_EXTRAIT DU DOCUMENT:_
####################

Le dernier film de Jean-Pierre et Luc Dardenne tisse et retisse des systèmes d’échanges autour du motif du deal. Vente, contrat, magouilles, commerces en tout genre, les rapports humains sont réduits à un marché : celui qui désire et celui qui offre. Celui qui achète et celui qui vend. Celui qui paie et celui qui vend l’autre. Comme dans la pièce de Bernard-Marie Koltès, Dans la solitude des champs de coton, le deal est le tendeur de toute l’action du film, il sous-tend des rapports de confrontations muettes, de domination et de dépendance, jusqu’à l’attachement.
Liège est le théâtre de ce marché, nocturne et professionnel quand il s’agit des truands, diurne et plus enfantin quand il s’agit du mariage blanc. Lorna (Arta Dobroshi) court de l’un à l’autre. Fabio (Fabrizio Rongione) la suit avec son taxi, outil mobile d’alibi et de surveillance. Il sait où elle est. Il l’appelle, l’attend, la guette, la conduit. Rentre jusque chez elle, reste dans la pièce quand elle se change. Il est le double assumé de l’autre dealer, celui qu’on ne voit pas et qui attend que Claudy (Jérémie Renier) succombe. Qui vient frapper à sa porte quand le jeune homme est en pleine crise de sevrage, pour le tenter : « Tu as besoin de quelque chose ? » Fabio, lui, avance à visage découvert, sûr de son pouvoir. Il présente bien, s’exprime bien, calme, presque prévenant – « Le camé, tu es sa femme, tu t’occupes bien de lui ! » , conseille-t-il avant de laisser tomber la sentence.
« L’échange des mots ne sert qu’à gagner du temps avant l’échange des coups, parce que personne n’aime recevoir de coups et tout le monde aime gagner du temps » , écrit Koltès dans le prologue de sa pièce. De temps en temps, Lorna ose une question, une dérobade, une solution venue d’elle, comme ça, pour voir. Elle essaie de négocier. De biaiser. Fabio reprend toujours la main, c’est lui le plus fort. C’est lui qui paie.

####################

_LIGNES FOURNIES:_

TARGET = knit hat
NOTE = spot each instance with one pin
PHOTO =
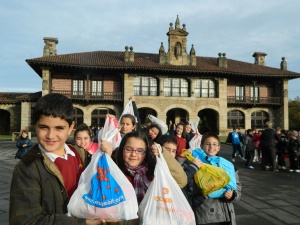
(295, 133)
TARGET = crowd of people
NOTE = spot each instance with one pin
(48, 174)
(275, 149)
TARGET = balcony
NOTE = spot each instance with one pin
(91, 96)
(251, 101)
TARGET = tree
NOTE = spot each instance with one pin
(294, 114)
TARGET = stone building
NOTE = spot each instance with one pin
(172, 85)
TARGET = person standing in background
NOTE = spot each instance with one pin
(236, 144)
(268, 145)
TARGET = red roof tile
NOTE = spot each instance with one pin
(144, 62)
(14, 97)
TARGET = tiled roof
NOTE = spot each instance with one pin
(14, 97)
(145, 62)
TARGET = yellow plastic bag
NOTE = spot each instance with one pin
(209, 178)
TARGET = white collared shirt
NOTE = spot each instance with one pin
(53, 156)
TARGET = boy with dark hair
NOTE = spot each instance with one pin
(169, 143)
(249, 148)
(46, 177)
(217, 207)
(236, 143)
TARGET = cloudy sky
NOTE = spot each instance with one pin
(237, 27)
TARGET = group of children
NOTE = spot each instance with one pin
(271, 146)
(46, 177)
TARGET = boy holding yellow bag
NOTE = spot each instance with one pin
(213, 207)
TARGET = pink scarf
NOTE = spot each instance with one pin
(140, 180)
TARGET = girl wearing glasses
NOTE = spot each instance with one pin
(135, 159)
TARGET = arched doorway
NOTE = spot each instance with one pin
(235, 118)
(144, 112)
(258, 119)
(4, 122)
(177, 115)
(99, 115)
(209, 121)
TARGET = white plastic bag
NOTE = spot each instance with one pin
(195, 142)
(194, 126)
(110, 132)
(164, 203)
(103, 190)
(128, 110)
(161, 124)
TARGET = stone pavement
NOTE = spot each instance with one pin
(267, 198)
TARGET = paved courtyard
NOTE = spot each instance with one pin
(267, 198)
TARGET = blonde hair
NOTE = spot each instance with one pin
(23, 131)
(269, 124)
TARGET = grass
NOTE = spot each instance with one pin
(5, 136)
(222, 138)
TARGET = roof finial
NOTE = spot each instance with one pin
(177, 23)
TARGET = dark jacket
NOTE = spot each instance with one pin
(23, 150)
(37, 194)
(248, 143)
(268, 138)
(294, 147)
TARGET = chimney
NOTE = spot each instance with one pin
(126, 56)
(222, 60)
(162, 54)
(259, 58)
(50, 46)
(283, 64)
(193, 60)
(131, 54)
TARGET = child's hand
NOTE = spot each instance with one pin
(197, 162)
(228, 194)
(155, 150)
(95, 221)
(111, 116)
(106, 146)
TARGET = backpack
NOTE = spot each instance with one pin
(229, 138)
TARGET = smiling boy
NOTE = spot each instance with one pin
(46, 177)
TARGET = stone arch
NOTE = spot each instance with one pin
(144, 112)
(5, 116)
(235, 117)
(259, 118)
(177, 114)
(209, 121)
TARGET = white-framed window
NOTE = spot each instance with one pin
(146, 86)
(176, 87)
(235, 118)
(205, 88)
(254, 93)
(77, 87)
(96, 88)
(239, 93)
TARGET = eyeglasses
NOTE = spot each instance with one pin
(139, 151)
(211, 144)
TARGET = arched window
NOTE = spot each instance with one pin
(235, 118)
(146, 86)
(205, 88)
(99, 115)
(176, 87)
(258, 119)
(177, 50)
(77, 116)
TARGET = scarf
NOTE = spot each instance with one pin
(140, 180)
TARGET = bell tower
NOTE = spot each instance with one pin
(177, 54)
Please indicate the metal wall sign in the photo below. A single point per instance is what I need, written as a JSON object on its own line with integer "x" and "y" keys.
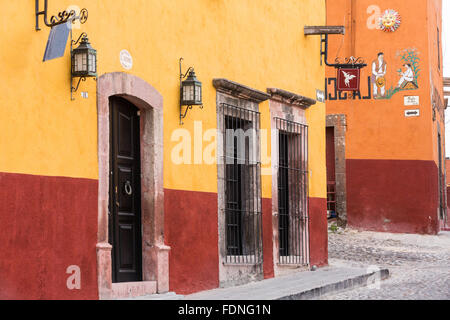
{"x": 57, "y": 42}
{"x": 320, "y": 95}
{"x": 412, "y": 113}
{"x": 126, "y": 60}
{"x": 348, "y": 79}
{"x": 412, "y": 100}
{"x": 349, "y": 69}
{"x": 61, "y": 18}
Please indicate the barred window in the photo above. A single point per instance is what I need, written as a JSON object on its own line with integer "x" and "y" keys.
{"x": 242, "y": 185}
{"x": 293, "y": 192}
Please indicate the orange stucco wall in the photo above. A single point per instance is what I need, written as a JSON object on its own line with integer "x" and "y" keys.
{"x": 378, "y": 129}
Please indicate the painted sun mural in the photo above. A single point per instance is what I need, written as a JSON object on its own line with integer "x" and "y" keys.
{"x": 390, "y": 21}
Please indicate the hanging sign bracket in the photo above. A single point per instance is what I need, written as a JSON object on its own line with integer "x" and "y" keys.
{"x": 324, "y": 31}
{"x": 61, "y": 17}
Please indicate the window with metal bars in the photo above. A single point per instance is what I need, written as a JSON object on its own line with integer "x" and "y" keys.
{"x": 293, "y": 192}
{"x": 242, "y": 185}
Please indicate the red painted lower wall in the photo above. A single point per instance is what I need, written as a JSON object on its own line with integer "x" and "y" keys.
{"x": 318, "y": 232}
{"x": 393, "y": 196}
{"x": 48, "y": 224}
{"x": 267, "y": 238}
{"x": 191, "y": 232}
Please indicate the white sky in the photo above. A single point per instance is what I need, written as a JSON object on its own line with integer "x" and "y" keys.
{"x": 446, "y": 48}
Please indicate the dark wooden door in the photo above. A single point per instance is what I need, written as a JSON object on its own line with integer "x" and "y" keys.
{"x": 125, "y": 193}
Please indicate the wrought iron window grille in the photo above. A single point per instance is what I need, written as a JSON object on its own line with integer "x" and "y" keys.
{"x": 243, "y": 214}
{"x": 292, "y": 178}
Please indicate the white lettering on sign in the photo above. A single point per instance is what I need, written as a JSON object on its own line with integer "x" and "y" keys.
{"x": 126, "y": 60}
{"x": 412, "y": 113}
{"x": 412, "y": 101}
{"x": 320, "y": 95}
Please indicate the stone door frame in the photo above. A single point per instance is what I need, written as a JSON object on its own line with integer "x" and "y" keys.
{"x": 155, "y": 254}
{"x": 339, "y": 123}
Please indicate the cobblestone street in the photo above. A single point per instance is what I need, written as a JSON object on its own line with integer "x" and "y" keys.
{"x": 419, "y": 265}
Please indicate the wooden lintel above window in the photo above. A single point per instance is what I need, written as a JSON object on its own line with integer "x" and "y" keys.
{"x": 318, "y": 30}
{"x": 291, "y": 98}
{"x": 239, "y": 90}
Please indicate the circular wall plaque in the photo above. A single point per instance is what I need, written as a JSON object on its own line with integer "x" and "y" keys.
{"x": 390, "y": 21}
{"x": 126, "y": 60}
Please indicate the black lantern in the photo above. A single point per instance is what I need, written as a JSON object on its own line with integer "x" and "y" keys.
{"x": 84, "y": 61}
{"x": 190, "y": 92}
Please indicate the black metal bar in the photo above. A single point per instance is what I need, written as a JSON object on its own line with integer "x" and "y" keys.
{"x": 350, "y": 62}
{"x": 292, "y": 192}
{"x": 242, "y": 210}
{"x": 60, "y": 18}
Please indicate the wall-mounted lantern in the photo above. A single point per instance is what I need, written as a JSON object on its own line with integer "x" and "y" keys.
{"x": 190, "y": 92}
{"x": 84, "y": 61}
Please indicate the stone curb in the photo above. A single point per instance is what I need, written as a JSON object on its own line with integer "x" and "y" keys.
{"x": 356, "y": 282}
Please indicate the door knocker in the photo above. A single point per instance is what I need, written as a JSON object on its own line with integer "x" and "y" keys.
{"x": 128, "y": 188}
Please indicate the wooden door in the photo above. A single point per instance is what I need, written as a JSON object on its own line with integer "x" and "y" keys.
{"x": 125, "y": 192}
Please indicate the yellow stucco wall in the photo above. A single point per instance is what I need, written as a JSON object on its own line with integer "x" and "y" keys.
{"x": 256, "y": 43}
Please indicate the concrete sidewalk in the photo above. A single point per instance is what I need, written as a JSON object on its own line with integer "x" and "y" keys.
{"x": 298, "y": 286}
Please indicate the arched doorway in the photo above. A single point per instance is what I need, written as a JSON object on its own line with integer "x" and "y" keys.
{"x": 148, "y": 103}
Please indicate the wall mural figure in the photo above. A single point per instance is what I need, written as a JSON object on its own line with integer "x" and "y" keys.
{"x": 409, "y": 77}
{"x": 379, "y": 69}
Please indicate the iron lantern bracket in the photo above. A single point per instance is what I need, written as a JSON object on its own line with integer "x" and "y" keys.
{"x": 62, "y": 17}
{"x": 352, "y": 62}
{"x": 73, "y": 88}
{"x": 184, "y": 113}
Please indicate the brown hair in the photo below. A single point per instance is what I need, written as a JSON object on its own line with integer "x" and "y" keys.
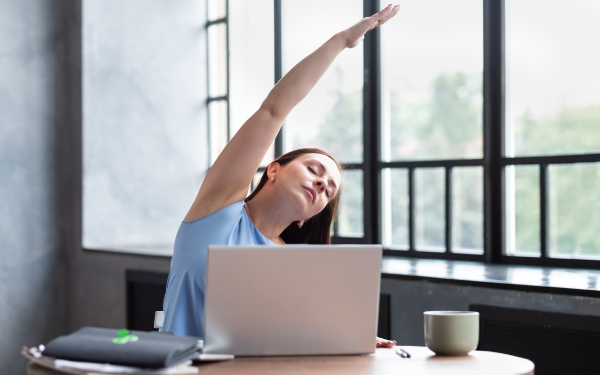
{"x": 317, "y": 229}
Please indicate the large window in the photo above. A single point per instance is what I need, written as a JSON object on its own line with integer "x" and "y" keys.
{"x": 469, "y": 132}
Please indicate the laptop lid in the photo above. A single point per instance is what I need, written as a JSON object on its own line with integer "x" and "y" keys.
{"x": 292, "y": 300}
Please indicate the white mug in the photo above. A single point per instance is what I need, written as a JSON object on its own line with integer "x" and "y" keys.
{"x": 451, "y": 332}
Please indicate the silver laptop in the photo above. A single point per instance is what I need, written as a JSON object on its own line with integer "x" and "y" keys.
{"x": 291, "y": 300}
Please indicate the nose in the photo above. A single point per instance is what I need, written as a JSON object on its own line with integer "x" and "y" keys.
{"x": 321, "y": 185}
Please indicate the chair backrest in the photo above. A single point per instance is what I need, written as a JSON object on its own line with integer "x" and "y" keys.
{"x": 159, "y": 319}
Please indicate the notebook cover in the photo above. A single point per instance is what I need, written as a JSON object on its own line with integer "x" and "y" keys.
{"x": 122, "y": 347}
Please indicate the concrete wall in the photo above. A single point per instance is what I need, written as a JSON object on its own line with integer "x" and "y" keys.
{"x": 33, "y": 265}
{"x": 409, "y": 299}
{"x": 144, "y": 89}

####################

_QUESTIONS À TRAITER:_
a - Pouvez-vous mettre à jour le passage de la critique du film qui s'ouvre sur les mots contenant « Le dernier film » et se termine par « dépendance, jusqu’à l’attachement. », en remplaçant « deal » par « troc » ?
b - Quelle suite écririez-vous à la critique du film, en reprenant juste après sa dernière phrase ?
Ces lignes proviennent d'une autre source que l'extrait.

_RÉSULTATS PAR QUESTION:_
a -
Le dernier film de Jean-Pierre et Luc Dardenne tisse et retisse des systèmes d’échanges autour du motif du troc. Vente, contrat, magouilles, commerces en tout genre, les rapports humains sont réduits à un marché : celui qui désire et celui qui offre. Celui qui achète et celui qui vend. Celui qui paie et celui qui vend l’autre. Comme dans la pièce de Bernard-Marie Koltès, Dans la solitude des champs de coton, le troc est le tendeur de toute l’action du film, il sous-tend des rapports de confrontations muettes, de domination et de dépendance, jusqu’à l’attachement.

b -
« Alors, quelle arme ? », demande le dealer chez Koltès. Pour extraire Lorna de cet odieux marché, les frères Dardenne laissent apparaître une issue, pleine d’espoir, qui est un peu comme l’acmé du film, son point de retournement, l’instant où Lorna vacille. Il n’est plus question d’argent : Claudy lui confie le sien, elle ne saura qu’en faire ; elle refusera une enveloppe que lui donnera Fabio. Il n’est plus question de timing : Claudy veut passer la voir à son travail, juste pour se fixer un cap dans cette journée qu’il passe à vélo, à pédaler contre le manque…
Quand l’espoir retombe, Lorna n’est plus un instrument, elle est redevenue pleinement humaine. C’est là que se noue la dimension morale du film. Au sens laïque mais non exempt de métaphysique : ce qui intéresse les Dardenne chez Lorna, comme chez Bruno et Sonia ( l’Enfant ), Olivier et Francis ( le Fils ), Rosetta ( Rosetta ), Igor et Roger ( la Promesse ), ce n’est pas là où la jeune femme pèche, c’est quand ce qu’il y a d’humain en elle parvient à reprendre le dessus. Lorna est « mouillée » dans ce trafic. Autour d’elle, ceux qui ne sont pas « en affaires » – le banquier, les collègues de travail, le personnel de l’hôpital – sont curieusement bienveillants, comme épargnés. Plus on se rapproche de la zone du deal, et plus la personnalité s’altère : témoins, Sokol, personnage glissant, Spirou, l’adjudant damné, et Fabio, le dealer de vies, ensorcelant et fourbe, puissant parce qu’il ne dévie pas.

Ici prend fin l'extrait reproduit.